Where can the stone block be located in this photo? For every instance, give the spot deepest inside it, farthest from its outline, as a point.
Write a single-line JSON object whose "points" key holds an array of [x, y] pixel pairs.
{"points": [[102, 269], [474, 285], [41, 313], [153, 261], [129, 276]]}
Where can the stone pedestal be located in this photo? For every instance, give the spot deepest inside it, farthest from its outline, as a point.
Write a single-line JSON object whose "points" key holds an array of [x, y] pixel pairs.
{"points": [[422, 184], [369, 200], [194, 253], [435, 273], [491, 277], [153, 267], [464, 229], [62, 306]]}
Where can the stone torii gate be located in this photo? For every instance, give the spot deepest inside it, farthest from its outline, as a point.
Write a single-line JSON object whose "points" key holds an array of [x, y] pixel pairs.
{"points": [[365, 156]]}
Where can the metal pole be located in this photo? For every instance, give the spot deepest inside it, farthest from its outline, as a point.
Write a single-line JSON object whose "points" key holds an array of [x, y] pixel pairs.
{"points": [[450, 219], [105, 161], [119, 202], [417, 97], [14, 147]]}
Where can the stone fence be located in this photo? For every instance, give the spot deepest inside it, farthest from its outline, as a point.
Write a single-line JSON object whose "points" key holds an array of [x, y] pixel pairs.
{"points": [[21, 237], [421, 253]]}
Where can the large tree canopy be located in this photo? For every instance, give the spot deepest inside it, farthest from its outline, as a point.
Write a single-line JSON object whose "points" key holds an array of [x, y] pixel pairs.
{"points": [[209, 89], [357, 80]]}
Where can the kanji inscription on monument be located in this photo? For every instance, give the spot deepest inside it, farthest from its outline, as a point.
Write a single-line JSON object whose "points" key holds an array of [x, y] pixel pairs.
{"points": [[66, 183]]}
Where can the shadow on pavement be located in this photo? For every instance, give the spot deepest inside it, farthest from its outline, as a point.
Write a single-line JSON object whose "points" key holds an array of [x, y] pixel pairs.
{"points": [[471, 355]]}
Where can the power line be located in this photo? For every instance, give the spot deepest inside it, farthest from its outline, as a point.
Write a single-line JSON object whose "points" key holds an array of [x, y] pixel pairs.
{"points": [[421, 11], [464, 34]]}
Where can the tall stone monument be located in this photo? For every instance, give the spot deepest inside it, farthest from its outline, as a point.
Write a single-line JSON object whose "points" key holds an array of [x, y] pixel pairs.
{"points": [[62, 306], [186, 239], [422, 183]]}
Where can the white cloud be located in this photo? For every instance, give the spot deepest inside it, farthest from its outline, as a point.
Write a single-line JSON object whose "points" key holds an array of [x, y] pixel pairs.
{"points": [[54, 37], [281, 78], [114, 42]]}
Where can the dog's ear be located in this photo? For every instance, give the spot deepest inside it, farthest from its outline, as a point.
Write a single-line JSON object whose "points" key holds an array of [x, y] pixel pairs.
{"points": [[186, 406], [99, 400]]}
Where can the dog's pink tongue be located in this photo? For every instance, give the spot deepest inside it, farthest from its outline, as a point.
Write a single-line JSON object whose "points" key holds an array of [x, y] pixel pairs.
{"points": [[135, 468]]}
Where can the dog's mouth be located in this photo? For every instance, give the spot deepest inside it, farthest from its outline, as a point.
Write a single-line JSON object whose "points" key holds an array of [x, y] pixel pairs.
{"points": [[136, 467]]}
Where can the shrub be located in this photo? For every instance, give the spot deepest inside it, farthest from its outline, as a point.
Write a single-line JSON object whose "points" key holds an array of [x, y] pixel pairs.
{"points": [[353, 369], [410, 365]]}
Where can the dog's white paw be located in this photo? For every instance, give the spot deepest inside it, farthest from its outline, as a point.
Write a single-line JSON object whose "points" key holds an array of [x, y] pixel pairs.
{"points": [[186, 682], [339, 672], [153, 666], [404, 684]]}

== == ==

Prompt:
Extract each line of the material exactly as it stands.

Task solution:
Where can the stone block be located in this photo? For every instance, give the spot deepest inside it, farthest from its outline, as a point.
Write a single-line JSON object whose "points" key holds an array of [x, y] pixel pairs.
{"points": [[102, 269], [474, 285], [41, 313], [153, 261], [129, 276]]}
Where can the stone pedestal be located in this photo? For every instance, give the spot deepest inside it, farthest from its outline, as a point.
Write a single-line JSON object whose "points" key holds an array of [x, y] pixel pairs.
{"points": [[422, 184], [369, 200], [194, 253], [435, 273], [491, 277], [153, 267], [464, 229], [62, 306]]}
Where can the stone torii gate be located in this photo? For every instance, give the spot deepest inside it, farthest from its outline, as a point.
Write a single-line JSON object whose "points" key holds an array of [x, y] pixel pairs.
{"points": [[365, 156]]}
Where can the metal pole be located in this photo? For every instance, give the spot deepest inside it, farthest from its outline, as a point.
Write a single-line JSON object whose "points" key holds an array of [x, y] pixel pairs.
{"points": [[450, 219], [105, 161], [119, 202], [417, 97], [14, 147]]}
Where can the stone fence be located in this photo? For every instance, give the spot deepest inside it, farthest from its outline, as a point.
Write a single-line JSON object whose "points" key holds an array of [x, y] pixel pairs.
{"points": [[21, 237], [421, 253]]}
Where can the large tree canopy be located in this photo? For every instance, give the spot deepest inside it, farthest from its outline, as a point.
Write a single-line JSON object whose "points" key holds an array of [x, y] pixel pairs.
{"points": [[209, 89], [357, 80]]}
Where can the kanji inscription on monument be located in this photo? For every instance, give the spot deepest inside it, farthest from its outline, as a point.
Write a single-line JSON object whose "points" key holds an array of [x, y] pixel pairs.
{"points": [[66, 183]]}
Where can the shadow on pavement be located in this photo? For every instance, give the spot deepest inside it, farthest from its outline, as a point.
Write a single-line JSON object whose "points" key holds an array of [x, y] pixel pairs.
{"points": [[471, 355]]}
Where can the power line be located in this photo? For every instance, give the spot deepest inside it, farthest from its outline, as a point.
Write a single-line JSON object whose "points" key holds an array of [x, y] pixel pairs.
{"points": [[421, 11], [464, 34]]}
Where can the tall stone monument be located in this photo? For every instance, give the spot deepest inside it, farthest from its outline, as a point.
Write a single-line JSON object whose "points" key holds an array of [x, y] pixel pairs.
{"points": [[62, 306], [186, 239], [422, 183]]}
Where can the white cloud be located in this photo? For every instance, give the spot deepest inside it, farthest from its outline, as a point.
Write a single-line JSON object whose "points" key holds an array of [x, y] pixel pairs.
{"points": [[54, 37], [281, 78], [114, 42]]}
Where can the dog's ear be located in this photo? For every instance, give the spot deepest inside it, farthest from its outline, as a point.
Write a single-line JSON object whose "points" key holds an array of [x, y] pixel pairs.
{"points": [[186, 406], [99, 400]]}
Where can the dog's pink tongue be located in this photo? For every instance, give the spot deepest inside it, farthest from its outline, as a point.
Write a single-line JSON object whose "points" key holds an array of [x, y] pixel pairs.
{"points": [[135, 468]]}
Where can the dog's mouth be located in this photo? For every instance, give the spot deepest inside it, farthest from its outline, as a point.
Write a single-line JSON object whose "points" key holds an array of [x, y] pixel pairs.
{"points": [[136, 467]]}
Where can the shrub be located in this photo? For every instance, give the spot deepest inside it, farthest from its outline, as a point.
Write a single-line JSON object whose "points" key holds an array of [x, y] pixel pairs.
{"points": [[353, 369], [410, 365]]}
Where can the dog's white paw be located in this photo? For every instance, give the spot deepest inside it, farthest from its outline, as a point.
Write a single-line JSON object whose "points" key holds an array of [x, y] pixel pairs.
{"points": [[186, 682], [339, 672], [153, 666], [404, 684]]}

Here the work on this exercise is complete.